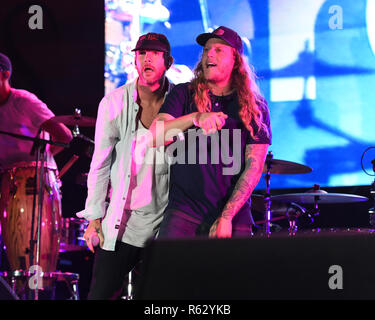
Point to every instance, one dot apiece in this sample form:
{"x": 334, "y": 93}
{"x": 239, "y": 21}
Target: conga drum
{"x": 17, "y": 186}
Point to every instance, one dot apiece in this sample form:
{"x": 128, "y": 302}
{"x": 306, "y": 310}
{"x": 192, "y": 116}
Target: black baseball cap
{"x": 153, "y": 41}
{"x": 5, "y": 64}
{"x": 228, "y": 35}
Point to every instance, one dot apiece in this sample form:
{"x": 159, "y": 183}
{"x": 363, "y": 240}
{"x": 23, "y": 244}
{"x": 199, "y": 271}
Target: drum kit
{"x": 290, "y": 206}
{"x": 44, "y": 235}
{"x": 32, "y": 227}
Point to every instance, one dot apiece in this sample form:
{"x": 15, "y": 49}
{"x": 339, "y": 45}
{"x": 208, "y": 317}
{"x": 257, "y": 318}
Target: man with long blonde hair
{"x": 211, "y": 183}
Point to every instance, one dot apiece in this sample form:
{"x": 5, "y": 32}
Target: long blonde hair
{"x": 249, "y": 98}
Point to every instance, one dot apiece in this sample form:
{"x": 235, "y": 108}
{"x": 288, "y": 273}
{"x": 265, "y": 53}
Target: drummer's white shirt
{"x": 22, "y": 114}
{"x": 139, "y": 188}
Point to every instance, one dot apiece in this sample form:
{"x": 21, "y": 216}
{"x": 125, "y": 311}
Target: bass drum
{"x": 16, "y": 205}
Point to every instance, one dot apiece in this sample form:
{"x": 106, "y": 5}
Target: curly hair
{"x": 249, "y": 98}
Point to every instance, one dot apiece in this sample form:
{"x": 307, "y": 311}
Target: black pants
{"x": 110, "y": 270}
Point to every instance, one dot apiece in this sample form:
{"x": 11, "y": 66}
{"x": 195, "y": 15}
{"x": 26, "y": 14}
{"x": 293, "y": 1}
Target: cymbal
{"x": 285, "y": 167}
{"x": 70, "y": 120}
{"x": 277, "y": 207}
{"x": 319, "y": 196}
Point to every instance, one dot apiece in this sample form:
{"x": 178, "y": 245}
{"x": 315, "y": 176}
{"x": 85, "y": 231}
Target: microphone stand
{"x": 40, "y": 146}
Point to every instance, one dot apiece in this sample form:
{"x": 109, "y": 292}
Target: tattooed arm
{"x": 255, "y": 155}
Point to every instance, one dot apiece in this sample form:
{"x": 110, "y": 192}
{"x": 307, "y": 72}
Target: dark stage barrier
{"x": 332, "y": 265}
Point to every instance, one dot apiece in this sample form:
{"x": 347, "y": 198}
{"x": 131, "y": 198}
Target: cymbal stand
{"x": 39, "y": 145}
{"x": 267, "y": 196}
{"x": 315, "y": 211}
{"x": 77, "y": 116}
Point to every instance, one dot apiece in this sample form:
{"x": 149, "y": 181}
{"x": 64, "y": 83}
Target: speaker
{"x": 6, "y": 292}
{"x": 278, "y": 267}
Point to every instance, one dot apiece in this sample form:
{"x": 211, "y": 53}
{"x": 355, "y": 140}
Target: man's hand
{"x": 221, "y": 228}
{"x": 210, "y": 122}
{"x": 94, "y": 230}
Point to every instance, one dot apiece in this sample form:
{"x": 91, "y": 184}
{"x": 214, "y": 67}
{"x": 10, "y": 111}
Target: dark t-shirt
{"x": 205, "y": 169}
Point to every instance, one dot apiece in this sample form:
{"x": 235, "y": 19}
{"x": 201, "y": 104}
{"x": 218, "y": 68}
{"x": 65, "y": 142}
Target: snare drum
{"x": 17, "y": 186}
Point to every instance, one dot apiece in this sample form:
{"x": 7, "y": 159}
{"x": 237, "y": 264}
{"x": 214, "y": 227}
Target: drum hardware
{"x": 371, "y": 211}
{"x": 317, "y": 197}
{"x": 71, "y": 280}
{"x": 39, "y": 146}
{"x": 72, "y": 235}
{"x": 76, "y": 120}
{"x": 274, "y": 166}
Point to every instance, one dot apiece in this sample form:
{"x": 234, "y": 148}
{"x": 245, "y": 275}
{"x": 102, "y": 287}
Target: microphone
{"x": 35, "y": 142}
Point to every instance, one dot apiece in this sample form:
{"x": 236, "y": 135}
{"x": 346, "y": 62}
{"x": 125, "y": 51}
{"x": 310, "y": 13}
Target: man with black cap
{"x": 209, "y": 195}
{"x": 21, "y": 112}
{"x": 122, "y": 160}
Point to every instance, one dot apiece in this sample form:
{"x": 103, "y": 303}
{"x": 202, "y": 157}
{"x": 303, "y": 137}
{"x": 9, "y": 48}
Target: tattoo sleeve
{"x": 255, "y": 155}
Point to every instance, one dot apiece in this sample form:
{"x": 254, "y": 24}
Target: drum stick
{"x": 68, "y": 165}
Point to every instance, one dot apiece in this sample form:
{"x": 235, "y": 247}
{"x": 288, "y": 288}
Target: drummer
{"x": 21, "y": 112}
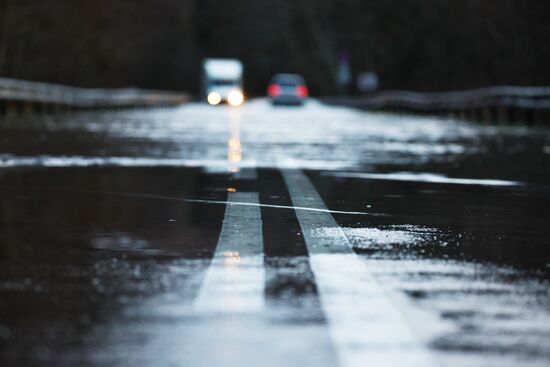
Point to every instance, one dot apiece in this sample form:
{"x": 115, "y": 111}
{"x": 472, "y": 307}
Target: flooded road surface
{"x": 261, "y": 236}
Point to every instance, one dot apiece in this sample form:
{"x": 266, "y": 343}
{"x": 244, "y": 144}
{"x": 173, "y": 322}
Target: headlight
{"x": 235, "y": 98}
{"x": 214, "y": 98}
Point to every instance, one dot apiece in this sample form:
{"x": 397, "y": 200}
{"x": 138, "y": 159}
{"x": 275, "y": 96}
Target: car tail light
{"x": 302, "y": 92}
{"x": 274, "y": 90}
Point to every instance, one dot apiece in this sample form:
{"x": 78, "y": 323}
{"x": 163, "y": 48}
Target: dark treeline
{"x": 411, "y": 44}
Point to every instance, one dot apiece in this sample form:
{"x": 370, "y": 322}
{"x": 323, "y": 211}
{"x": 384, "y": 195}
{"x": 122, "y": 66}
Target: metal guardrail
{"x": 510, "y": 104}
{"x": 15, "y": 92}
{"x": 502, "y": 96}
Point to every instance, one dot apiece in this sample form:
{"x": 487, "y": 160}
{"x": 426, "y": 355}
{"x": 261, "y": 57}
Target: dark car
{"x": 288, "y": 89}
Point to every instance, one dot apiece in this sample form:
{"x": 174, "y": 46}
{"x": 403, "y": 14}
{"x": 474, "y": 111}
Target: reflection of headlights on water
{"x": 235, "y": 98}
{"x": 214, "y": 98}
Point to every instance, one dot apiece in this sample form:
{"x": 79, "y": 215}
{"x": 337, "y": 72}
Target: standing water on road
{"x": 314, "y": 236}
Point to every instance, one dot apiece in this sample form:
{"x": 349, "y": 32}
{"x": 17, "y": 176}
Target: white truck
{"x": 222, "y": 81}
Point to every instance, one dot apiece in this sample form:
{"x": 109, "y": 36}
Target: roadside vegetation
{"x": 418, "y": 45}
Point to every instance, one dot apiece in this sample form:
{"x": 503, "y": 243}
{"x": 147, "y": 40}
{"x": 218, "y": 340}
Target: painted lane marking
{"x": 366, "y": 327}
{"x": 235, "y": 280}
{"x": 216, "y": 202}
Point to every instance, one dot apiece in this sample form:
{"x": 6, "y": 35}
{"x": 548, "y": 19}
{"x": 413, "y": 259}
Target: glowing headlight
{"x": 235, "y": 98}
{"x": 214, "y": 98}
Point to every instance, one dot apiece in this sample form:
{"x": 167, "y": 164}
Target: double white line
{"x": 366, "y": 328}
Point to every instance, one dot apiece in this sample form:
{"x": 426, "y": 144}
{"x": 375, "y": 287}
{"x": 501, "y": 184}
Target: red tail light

^^^^^^^^

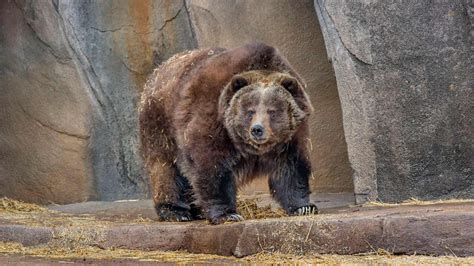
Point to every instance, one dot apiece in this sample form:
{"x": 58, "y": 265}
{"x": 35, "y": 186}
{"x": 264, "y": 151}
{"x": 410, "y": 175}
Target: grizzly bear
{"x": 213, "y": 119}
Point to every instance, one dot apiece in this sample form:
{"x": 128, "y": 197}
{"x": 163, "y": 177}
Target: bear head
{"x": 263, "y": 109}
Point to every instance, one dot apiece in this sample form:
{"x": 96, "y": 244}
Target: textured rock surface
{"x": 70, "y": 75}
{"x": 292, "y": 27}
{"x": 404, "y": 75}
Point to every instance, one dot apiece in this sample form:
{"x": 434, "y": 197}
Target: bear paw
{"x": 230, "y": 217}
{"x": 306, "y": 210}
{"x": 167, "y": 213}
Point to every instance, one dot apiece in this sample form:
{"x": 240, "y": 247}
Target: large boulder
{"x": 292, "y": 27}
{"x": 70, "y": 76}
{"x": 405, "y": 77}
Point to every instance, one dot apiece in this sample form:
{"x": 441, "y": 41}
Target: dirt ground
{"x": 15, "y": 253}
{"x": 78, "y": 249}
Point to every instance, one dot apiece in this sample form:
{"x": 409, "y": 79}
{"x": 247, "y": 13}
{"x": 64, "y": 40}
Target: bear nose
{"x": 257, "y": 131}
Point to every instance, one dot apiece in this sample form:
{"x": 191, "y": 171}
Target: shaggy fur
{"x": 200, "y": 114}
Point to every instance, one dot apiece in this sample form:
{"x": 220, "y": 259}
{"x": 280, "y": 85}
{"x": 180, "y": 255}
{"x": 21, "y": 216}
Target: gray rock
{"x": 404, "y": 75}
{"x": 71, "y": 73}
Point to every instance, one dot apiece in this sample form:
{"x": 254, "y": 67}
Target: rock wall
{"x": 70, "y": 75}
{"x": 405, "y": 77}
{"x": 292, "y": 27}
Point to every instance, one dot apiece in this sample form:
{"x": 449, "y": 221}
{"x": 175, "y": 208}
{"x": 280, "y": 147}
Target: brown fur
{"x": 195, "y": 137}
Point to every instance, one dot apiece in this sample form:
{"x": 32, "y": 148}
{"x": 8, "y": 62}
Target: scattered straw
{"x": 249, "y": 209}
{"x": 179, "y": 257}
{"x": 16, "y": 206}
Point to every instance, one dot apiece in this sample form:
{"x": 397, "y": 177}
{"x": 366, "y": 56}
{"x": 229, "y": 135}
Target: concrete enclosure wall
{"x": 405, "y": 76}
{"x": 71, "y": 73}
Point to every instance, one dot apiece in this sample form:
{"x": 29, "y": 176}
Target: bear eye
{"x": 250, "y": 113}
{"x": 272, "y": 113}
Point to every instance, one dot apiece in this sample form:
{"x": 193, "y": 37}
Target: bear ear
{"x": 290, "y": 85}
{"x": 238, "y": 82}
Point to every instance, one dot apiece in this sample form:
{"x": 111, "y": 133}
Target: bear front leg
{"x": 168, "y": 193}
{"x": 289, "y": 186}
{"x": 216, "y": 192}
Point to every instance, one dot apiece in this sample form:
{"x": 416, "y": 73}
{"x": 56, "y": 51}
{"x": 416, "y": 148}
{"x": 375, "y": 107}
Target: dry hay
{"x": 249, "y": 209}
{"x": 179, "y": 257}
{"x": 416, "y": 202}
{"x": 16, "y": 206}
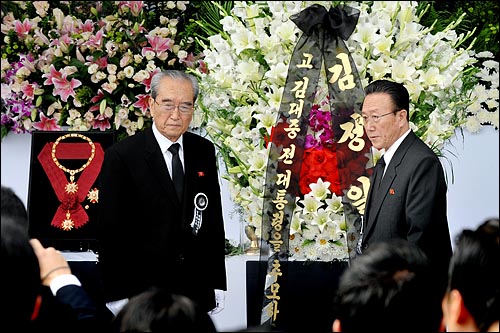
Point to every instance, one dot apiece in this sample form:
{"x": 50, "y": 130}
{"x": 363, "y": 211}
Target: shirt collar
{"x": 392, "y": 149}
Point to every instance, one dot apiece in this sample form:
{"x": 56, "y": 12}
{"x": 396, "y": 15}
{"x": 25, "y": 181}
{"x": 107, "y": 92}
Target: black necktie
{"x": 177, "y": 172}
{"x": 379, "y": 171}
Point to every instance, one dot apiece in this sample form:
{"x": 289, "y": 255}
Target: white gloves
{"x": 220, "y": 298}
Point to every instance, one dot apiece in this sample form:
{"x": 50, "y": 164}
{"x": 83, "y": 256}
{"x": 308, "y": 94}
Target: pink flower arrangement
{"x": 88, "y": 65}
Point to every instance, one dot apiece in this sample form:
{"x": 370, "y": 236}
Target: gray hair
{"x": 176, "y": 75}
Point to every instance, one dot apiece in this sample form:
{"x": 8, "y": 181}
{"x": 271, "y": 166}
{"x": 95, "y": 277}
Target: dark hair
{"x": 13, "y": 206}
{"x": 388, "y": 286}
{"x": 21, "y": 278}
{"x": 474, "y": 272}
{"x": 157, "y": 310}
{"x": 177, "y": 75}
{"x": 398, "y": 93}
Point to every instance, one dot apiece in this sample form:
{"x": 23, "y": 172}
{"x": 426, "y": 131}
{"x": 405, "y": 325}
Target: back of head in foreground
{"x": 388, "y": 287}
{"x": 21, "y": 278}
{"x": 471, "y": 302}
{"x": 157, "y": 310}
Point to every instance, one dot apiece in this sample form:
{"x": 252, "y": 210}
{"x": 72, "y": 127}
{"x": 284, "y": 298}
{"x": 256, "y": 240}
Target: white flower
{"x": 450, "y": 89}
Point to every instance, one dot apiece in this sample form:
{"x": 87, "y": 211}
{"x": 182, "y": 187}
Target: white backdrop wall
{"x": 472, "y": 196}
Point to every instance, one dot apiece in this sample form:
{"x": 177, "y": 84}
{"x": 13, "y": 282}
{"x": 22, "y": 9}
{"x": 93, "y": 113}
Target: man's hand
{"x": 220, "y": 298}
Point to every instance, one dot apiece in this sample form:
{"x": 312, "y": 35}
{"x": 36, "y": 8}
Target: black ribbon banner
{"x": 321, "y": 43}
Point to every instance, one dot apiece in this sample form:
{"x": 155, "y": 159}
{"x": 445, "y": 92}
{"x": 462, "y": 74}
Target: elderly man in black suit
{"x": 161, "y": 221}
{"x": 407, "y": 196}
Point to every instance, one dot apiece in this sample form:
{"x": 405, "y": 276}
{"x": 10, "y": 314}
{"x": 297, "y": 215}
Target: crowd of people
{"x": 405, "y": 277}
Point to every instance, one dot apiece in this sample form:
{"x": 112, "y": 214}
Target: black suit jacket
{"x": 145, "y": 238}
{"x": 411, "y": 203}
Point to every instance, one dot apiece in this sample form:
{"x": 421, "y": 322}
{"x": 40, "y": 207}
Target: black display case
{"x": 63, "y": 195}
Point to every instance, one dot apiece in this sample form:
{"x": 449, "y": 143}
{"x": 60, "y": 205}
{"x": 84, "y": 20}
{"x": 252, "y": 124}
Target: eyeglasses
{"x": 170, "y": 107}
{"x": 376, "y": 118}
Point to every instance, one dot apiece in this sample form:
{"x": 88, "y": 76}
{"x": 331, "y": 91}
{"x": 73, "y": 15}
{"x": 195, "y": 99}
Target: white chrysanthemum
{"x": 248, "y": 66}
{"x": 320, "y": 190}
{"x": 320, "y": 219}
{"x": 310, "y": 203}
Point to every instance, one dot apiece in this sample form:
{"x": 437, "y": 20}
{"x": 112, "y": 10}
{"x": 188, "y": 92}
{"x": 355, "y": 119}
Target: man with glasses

^^^^^^^^

• WORK INSTRUCTIONS: Tally the lines in the material above that contain the string "microphone", with case counting. Reply with only the number.

• RESPONSE: 2